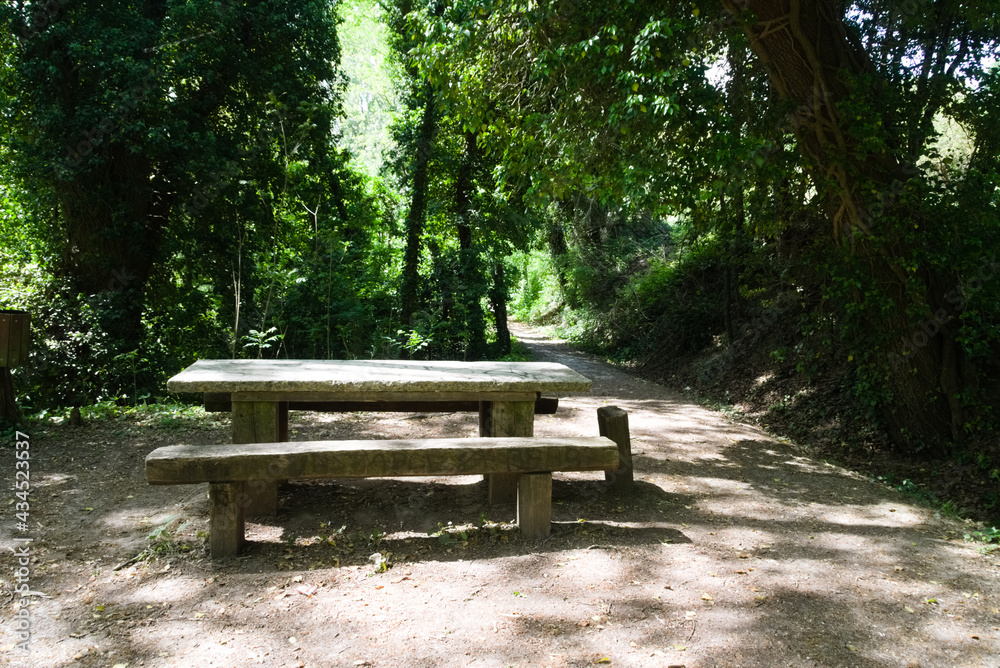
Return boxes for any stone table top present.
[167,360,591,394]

========================================================================

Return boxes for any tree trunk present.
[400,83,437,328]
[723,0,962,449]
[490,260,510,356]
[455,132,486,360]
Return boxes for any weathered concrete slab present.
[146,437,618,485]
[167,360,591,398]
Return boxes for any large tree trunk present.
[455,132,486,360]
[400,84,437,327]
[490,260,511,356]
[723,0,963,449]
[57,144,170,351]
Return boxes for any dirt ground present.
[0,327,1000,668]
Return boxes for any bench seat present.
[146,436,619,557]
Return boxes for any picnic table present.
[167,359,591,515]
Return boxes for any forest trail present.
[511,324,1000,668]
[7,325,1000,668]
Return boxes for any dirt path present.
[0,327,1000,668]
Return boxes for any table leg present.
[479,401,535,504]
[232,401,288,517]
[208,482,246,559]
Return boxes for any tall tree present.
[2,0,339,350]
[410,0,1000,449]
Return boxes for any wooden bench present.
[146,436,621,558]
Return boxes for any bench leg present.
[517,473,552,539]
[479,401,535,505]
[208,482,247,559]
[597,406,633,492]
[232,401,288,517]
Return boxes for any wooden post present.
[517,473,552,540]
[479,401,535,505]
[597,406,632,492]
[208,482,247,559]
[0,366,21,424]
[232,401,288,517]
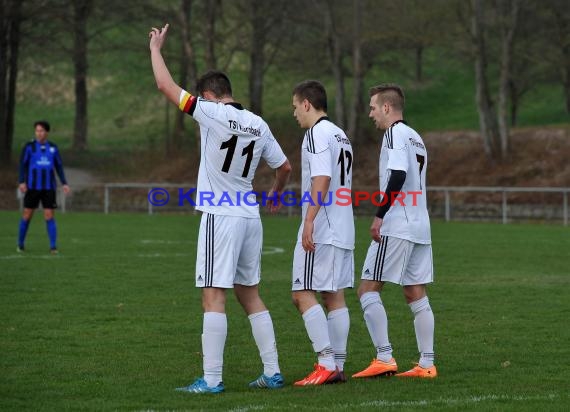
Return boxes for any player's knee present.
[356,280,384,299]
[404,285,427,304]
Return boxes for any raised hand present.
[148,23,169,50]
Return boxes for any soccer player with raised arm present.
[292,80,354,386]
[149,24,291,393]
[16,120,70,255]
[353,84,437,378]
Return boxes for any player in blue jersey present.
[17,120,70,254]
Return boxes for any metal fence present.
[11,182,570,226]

========================================================================

- Exercise brief -
Replace "bench" with "seat" in the entries from the line with "Return boxes for any table leg present." up to and including the line with "[353,84,437,378]", and give back only those lines with nothing else changed. Leave the pictures out.

- Written answer -
Return boxes for any table leg present.
[479,401,535,504]
[232,401,288,517]
[208,482,246,559]
Return boxes for any tall tree present.
[2,0,339,350]
[410,0,1000,449]
Return boxes for any wooden seat present.
[146,436,621,558]
Return boxes for any seat leg present.
[517,473,552,539]
[479,401,535,505]
[208,482,247,559]
[597,406,633,492]
[232,401,288,517]
Return boxes for any wooden post present.
[517,473,552,540]
[479,401,535,505]
[597,406,632,492]
[208,482,247,559]
[0,366,21,424]
[232,401,288,517]
Return boxes for any player's knee present.
[356,280,384,299]
[404,285,427,304]
Return boxes for any raised hand present.
[148,23,169,50]
Return boxes for any soccer player with raised arm present.
[292,80,354,386]
[149,24,291,393]
[16,120,70,255]
[353,84,437,378]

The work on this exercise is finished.